• _WHAT IS NEEDED_:
Answer these from the passage on procurement bonuses below:
(a) According to Bean, up to what bonus percentage do some meritocratic organizations offer?
(b) What split does Coulcher think the reward should roughly follow?
(c) In Childs's example, how many months after a deal might poor outcomes or quality issues emerge?

• _QUOTED PASSAGE_:
┌──
3. Customer or internal stakeholder feedback 
This can often be used to validate activities and satisfaction levels and can be used as a KPI, especially if the business is encouraging experts in their field and wanting customers to have full confidence in procurement, says Bean.

4. Compliance to follow the sourcing process
A measurement that can be adopted especially within organisations keen to make sure their interaction with suppliers is fair, auditable and transparent.

5. Quality and outcomes

Offering bonuses that hold individuals to account for outcomes is an area of opportunity for innovation, explains Childs, particularly in long-term, major contracts or purchases of large capital items.

“An element of the bonus could be deferred and remain at risk subject to long-term outcomes. So if a person cuts a deal and claims a certain amount of success, but 18 months later there were outcomes or quality issues that were not so great, that person can be held to account. So a person can’t just walk away after a deal has been cut.”

Childs adds: “This is much like what is going on in the financial services. I haven’t come across a scheme like this in procurement yet.”

The value of bonuses is hugely variable – some meritocratic organisations offer up to 98 per cent bonuses, according to Bean, but he adds that it is not usual for companies to directly relate the bonus value to value of savings delivered. “Ordinarily it is a combination of company, function and individual performance,” says Bean.

Coulcher thinks the split should be about 75 per cent/25 per cent with reward linked to overall company performance and supply chain performance.

However, Bean also advises: “A typical CPO will have a pot of money that will need to be sliced and diced for team members and the exact value an employee receives is affected by whether they have hit or exceeded expectations. There is no guarantee that a higher performer will always get a generous bonus, especially if peers are also performing well and the pots needs to be divided equally.”

Ensuring an effective bonus scheme requires there to be clarity about its purpose and reason. Being clear to staff on what the bonus represents – reward for contribution over and above a job or role and how it differs from salary, which is an employers’ contribution for doing a job, is paramount to avoid confusion. Its benefits should also be clearly spelled out.

They also have to be part of a long-term strategic approach rather than about encouraging short-term wins, says Coulcher. “Otherwise it may not encourage the right behaviour in staff. There may be consequences with supplier relationships if any incentives are based on cost savings.”
└──
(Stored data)
┌──
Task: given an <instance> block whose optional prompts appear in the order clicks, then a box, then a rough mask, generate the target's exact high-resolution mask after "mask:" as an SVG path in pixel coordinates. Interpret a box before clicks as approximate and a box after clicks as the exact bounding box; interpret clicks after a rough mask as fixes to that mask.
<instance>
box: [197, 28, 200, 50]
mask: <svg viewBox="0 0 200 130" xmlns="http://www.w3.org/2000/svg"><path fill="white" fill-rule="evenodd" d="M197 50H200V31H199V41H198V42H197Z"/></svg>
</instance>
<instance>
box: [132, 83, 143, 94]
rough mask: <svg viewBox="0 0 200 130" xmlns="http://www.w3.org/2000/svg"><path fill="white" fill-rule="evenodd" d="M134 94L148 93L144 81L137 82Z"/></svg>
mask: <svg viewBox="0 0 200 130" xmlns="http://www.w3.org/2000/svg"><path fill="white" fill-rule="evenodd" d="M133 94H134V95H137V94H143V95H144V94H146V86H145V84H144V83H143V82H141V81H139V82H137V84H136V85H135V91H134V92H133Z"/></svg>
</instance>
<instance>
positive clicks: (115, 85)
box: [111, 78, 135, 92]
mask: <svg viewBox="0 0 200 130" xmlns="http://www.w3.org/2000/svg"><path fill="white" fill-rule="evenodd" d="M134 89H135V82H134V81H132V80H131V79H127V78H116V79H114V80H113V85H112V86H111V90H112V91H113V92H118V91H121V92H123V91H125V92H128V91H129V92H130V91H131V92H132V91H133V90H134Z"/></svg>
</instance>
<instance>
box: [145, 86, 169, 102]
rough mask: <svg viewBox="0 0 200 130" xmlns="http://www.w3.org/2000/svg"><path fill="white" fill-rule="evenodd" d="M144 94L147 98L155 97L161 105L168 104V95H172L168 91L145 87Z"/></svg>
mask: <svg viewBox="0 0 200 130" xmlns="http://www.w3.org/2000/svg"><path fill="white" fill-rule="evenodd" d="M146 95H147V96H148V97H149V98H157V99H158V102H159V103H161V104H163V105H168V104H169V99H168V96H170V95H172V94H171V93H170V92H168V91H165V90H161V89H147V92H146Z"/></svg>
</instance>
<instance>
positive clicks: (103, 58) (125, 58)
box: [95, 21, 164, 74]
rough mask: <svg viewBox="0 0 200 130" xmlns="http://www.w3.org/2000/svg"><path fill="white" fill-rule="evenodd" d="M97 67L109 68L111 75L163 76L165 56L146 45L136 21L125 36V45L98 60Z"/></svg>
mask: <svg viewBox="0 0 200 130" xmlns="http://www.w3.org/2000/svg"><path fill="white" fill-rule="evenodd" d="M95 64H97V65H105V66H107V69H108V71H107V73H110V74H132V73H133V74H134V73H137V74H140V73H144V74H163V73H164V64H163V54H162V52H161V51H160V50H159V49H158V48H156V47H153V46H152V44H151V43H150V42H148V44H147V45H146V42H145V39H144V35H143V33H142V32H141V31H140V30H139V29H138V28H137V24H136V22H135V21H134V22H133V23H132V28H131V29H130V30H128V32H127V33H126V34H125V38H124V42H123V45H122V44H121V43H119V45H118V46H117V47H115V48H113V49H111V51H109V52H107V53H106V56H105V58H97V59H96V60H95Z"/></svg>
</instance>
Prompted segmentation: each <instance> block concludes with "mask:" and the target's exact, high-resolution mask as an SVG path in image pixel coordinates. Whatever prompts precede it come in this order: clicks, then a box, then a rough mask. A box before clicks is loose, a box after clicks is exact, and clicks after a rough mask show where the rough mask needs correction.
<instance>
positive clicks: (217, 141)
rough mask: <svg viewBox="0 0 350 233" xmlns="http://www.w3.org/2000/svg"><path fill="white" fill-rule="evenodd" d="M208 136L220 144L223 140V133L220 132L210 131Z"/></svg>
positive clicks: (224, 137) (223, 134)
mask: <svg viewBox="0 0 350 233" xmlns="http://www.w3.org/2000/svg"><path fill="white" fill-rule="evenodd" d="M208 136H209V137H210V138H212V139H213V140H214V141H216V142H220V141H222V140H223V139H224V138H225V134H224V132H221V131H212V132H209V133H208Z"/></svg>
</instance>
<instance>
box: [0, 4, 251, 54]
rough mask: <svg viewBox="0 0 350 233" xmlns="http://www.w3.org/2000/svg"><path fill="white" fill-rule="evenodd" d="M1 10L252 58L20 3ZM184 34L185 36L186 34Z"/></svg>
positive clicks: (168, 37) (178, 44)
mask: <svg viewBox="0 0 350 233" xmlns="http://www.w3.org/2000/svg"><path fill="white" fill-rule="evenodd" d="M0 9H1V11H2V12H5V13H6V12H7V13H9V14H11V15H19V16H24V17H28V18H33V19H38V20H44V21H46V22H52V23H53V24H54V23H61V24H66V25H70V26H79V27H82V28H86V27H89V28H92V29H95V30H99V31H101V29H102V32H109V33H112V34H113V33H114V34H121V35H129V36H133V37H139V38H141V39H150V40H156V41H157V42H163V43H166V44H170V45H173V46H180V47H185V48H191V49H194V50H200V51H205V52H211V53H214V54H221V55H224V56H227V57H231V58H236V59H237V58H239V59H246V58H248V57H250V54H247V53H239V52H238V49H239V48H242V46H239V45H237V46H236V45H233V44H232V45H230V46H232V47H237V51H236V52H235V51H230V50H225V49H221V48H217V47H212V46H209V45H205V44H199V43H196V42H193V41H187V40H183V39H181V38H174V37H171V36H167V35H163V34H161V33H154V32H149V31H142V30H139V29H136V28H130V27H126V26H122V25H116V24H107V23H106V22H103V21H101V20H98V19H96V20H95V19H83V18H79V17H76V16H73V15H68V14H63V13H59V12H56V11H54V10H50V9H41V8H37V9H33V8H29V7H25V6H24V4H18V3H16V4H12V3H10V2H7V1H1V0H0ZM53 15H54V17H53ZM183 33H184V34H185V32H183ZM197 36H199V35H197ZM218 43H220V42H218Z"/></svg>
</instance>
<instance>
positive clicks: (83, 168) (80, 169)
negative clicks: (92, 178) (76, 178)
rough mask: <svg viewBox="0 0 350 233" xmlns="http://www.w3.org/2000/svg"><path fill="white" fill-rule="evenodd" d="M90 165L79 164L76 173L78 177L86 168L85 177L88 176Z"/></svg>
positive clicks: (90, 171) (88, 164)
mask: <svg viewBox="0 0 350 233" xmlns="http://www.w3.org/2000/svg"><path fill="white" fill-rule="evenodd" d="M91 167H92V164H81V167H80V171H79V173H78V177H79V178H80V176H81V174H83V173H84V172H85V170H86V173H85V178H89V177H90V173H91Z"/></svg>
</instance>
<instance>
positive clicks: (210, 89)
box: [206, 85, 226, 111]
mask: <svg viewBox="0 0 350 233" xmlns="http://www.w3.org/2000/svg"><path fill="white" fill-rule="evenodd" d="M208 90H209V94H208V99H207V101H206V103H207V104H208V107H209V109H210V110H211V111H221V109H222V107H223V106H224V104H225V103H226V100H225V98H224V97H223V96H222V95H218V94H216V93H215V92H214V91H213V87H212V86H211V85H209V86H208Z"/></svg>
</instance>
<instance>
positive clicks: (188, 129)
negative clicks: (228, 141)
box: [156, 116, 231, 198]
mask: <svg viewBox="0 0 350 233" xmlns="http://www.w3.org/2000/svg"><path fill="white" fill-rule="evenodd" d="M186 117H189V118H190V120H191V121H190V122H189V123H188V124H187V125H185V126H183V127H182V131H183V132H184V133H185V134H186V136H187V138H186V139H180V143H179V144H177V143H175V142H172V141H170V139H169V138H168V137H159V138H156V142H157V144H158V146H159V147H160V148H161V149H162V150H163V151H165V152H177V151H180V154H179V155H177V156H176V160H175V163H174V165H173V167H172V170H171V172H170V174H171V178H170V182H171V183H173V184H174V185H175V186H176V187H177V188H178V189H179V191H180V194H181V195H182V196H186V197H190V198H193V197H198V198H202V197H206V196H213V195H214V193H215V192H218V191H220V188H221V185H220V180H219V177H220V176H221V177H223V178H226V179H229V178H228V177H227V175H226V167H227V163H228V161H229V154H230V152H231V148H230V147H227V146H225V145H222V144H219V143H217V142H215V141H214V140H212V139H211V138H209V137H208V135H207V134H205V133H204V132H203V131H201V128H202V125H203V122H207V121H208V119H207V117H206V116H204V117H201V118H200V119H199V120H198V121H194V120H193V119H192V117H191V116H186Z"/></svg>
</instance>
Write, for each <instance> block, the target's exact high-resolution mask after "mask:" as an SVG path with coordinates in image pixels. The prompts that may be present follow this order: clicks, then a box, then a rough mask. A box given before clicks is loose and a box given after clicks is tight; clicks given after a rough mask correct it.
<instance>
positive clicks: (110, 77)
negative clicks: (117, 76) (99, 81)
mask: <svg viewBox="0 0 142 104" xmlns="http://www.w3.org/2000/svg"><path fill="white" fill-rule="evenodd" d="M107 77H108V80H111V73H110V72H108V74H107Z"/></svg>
└──
• _TASK RESPONSE_:
(a) Up to 98 per cent.
(b) About 75 per cent/25 per cent.
(c) 18 months.